→ **PAGE EXTRACT**
Family articles12 Steps to Conscious Love - Part 2

by Robert Elias Najemy    



(The basic ideas of this section are inspired by the work of Gay and Katherine Hendricks)

We can move towards a conscious love relationship by committing ourselves to consciously working towards that goal. We need to clearly understand what we kind of relationship we want to create and be willing to commit ourselves to that goal. This means choosing to work on ourselves rather than falling back into unconscious behavior patterns.

These twelve commitments free us to love our partner consciously without games and fears. Steps 1 to 3 were discussed in part 1.

4. I CONSCIOUSLY COMMIT MYSELF TO EMPOWERING YOU IN EVERY WAY AND HELPING YOU MANIFEST YOUR LATENT POTENTIAL.

Many relationships become antagonistic and competitive in which each tries to be better or more right than the other is. This is a result of our self-doubt and our need to verify of self-worth by being more right, more capable or more successful than the other is. This leads to jealousy and an inability to support or empower the other in his or her efforts. We fear the other’s success and power.

By committing ourselves to this ideal, we free ourselves from this unfortunate situation. We help the other to blossom and enjoy his or her successes. We help and support each other in our goals and efforts and rejoice in our successes.

5. I CONSCIOUSLY COMMIT MYSELF TO TAKING 100% RESPONSIBILITY FOR THE REALITY I CREATE THROUGH MY INTERPRETATIONS AND PROJECTIONS.

We usually seek to blame others for our unhappiness or mistakes. We find it difficult to accept responsibility for what we feel and create in our lives. We seek to avoid accepting our own failings and mistakes.

This commitment is perhaps one of the most difficult to employ. We need now to take full responsibility for every emotion we feel and every reality we create. The truth behind this fact may be difficult to understand at first. We have learned that our feelings are created by what others do and what happens in our lives. The reality is, however, that what others do or say or what happens are only the stimuli which trigger our programmings and beliefs. Our beliefs create our emotions. We interpret events according to what we believe about ourselves and others. Those interpretations create our emotional reality.

One of us may interpret what is happening as threatening or demeaning, while another may see it as positive or pleasant and still another as indifferent. For example someone burping at a meal would be considered rude and inconsiderate to a European, whereas an Arab might consider it a compliment to how good the meal was. An Indian might not even hear it, as it is considered simply a natural bodily function. Who is right? Each creates a different reality with the same stimulus or event.

Only we can create a new reality for ourselves. We can do so by discovering and transforming the beliefs and attachments, which are creating our unhappiness. A relationship is an ideal school for this process. Details on how this can be done are given in the book Psychology of Happiness.

6. I CONSCIOUSLY COMMIT MYSELF TO BEING HAPPY TOGETHER IN THIS RELATIONSHIP.

The possibility that we might not want to be happy may seem strange at first. But detailed examination will show that we usually cannot stand too much happiness for a long time. We have been programmed that after happiness there will be pain. There are even phrases we use so as not to attract problems when we admit that things are actually going well. We say, "knock on wood, everything is fine."

→ **SET EXERCISE A**
Reproduce word for word the passage of the conscious love article starting with "Many relationships become" and going on through "in our successes.".

→ **EXTRACTED DATA**
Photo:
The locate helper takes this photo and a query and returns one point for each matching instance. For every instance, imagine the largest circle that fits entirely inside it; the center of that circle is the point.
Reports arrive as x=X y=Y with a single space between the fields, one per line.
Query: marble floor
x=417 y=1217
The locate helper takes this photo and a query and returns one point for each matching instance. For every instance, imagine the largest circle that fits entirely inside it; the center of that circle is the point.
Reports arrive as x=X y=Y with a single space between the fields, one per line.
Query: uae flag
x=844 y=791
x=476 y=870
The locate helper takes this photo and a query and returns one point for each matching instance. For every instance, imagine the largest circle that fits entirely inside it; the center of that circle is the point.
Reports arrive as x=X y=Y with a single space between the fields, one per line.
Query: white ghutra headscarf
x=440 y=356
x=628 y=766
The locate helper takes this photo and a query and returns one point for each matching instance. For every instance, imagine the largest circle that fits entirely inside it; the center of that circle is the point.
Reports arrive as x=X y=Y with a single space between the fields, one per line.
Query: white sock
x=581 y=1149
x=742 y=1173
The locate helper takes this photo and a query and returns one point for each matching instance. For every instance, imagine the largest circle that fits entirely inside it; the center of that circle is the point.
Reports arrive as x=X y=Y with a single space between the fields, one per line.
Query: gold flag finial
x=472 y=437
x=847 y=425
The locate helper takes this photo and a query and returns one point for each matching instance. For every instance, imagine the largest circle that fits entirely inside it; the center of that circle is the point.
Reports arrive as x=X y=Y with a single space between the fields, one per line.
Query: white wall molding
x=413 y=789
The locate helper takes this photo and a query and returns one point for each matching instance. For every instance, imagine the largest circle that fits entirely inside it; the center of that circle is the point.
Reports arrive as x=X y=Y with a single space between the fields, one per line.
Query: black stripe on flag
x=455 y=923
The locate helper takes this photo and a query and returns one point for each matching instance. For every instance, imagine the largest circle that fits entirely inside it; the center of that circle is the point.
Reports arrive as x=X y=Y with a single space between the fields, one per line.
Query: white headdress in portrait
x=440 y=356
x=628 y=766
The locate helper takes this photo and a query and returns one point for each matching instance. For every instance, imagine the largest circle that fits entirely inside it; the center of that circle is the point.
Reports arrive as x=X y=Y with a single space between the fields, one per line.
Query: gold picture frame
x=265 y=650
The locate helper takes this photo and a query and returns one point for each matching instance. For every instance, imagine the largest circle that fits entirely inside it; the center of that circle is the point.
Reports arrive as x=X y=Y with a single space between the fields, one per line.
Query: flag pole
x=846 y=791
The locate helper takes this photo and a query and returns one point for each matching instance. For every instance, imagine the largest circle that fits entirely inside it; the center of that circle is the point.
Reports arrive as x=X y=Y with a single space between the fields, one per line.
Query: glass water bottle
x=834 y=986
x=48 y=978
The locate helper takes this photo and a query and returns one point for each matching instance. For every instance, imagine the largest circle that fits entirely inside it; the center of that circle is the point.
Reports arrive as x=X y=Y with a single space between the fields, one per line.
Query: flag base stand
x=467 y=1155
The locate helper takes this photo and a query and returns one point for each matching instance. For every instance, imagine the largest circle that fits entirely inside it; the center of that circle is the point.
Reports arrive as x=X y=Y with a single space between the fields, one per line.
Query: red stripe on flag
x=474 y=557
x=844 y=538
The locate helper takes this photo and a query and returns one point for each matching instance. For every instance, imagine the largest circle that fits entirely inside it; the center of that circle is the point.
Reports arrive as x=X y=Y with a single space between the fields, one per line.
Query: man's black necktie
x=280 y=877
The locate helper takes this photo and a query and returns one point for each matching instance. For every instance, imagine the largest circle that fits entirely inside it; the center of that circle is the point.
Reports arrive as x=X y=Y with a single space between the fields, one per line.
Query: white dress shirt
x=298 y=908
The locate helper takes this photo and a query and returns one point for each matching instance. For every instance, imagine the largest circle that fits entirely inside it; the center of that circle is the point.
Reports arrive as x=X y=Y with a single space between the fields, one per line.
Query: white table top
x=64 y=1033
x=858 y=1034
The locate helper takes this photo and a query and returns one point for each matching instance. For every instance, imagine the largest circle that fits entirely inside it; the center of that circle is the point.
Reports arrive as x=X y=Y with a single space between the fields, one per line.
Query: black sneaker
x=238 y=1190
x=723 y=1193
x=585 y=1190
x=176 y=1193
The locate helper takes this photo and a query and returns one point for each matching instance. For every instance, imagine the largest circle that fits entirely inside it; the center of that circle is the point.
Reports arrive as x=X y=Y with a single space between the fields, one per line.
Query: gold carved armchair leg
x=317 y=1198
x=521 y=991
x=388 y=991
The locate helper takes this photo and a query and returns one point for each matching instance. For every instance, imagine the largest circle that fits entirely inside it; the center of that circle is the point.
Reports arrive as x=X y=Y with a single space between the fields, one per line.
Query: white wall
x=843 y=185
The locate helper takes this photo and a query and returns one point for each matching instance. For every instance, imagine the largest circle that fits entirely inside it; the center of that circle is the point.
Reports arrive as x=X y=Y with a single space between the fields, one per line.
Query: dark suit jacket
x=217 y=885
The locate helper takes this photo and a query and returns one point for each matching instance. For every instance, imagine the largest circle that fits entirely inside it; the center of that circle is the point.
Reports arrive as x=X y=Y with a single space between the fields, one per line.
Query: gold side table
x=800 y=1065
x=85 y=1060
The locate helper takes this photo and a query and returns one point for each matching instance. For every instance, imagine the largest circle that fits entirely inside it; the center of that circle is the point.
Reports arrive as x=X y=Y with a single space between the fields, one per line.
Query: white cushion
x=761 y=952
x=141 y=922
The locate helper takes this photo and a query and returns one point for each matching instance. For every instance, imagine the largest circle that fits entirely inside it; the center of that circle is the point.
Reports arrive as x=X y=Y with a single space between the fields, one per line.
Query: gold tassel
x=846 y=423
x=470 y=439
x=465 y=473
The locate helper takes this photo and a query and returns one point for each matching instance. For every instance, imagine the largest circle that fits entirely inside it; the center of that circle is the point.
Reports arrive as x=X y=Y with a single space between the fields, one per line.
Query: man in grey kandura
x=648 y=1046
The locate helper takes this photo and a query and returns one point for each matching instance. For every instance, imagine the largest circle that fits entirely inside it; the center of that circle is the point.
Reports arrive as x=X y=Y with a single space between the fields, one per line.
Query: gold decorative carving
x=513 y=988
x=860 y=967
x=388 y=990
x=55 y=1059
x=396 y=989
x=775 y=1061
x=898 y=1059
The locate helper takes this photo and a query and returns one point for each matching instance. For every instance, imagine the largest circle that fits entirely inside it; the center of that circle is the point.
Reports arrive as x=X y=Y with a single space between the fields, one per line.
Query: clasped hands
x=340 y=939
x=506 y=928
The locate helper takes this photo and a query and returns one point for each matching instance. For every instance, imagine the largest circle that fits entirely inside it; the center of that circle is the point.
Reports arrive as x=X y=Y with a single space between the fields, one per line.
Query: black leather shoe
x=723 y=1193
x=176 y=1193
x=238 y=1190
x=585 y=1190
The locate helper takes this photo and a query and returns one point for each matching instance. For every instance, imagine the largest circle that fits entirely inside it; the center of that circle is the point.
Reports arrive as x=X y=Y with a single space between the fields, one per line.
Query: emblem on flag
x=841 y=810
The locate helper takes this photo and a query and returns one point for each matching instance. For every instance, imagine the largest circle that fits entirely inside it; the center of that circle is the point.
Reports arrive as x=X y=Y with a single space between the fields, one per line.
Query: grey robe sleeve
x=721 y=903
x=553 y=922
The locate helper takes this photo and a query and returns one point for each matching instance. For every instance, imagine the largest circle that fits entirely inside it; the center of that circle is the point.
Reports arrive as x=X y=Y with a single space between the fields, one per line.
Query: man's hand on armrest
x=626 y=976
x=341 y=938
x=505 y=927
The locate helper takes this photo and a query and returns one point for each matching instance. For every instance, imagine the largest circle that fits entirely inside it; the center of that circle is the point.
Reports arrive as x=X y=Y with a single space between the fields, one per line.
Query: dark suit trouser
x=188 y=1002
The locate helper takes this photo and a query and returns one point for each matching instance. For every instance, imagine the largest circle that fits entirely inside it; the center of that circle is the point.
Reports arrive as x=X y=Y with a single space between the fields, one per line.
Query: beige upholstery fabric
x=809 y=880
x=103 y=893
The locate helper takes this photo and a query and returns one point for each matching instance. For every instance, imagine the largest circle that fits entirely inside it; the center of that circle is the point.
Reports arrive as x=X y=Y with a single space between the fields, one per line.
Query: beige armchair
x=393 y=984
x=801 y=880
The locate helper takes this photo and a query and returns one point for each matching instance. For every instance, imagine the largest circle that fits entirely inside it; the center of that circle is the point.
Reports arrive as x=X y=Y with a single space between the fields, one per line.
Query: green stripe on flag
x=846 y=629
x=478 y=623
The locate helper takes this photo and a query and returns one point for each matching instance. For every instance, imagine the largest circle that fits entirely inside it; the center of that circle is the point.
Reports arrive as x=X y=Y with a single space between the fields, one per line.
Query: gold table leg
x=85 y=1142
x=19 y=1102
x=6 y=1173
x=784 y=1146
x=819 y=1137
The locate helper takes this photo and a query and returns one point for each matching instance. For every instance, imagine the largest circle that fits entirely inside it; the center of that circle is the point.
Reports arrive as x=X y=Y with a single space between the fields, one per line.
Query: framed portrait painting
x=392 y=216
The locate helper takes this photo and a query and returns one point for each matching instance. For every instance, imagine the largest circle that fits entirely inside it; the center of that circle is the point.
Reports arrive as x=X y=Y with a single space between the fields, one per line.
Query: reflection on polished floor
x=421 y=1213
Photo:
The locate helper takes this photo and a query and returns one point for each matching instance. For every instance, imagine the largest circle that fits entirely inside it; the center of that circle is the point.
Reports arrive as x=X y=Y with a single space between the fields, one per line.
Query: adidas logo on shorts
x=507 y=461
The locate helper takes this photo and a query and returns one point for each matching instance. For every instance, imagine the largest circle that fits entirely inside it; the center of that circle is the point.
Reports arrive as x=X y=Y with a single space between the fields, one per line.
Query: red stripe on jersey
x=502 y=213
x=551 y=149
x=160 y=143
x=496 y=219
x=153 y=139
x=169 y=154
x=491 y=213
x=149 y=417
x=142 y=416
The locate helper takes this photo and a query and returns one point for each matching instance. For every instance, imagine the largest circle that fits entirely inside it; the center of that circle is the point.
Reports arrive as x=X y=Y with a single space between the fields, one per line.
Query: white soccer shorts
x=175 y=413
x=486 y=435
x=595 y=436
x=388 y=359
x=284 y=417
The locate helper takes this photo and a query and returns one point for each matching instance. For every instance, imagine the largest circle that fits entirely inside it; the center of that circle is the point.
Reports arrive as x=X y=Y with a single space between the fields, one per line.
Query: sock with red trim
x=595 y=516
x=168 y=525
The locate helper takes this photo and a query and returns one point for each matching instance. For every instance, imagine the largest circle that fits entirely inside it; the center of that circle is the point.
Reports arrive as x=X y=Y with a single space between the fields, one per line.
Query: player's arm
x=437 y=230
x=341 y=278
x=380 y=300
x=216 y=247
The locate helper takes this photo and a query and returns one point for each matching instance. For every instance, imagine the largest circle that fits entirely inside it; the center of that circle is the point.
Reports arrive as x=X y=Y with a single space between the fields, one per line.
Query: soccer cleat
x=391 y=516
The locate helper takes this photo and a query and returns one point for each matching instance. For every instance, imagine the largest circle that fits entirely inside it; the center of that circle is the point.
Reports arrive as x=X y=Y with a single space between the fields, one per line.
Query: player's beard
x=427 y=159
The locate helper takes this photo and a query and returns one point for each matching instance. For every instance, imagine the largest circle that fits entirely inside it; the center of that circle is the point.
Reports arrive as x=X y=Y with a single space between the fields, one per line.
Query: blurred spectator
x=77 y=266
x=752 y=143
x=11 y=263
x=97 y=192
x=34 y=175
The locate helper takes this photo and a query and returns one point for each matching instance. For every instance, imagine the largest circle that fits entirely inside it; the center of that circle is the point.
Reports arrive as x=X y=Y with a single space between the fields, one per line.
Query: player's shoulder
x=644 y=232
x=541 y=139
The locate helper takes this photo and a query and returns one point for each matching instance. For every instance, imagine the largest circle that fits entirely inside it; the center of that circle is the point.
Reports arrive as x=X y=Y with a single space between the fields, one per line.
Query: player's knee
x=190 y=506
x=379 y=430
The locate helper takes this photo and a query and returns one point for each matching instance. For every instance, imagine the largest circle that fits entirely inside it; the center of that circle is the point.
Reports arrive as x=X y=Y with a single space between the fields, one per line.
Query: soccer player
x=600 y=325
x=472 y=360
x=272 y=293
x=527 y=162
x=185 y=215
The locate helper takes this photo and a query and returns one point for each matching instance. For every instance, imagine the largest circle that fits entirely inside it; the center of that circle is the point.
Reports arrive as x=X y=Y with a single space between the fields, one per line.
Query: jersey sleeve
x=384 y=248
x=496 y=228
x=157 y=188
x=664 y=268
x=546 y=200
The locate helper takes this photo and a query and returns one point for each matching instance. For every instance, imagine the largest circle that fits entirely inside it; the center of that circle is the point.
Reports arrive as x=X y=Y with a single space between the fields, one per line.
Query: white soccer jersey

→ **SET EXERCISE B**
Offset every x and y coordinate in the answers by adding 150, and write out the records again, requests included, from the start of the records through the line with "x=417 y=1217". Give only those lines.

→ **TASK OUTPUT A**
Many relationships become antagonistic and competitive in which each tries to be better or more right than the other is. This is a result of our self-doubt and our need to verify of self-worth by being more right, more capable or more successful than the other is. This leads to jealousy and an inability to support or empower the other in his or her efforts. We fear the other’s success and power.

By committing ourselves to this ideal, we free ourselves from this unfortunate situation. We help the other to blossom and enjoy his or her successes. We help and support each other in our goals and efforts and rejoice in our successes.

→ **TASK OUTPUT B**
Photo:
The locate helper takes this photo and a query and returns one point for each matching instance. For every instance, imagine the largest circle that fits entirely inside it; the center of that circle is the point.
Reports arrive as x=X y=Y with a single space between the fields, one per line.
Query: marble floor
x=567 y=1367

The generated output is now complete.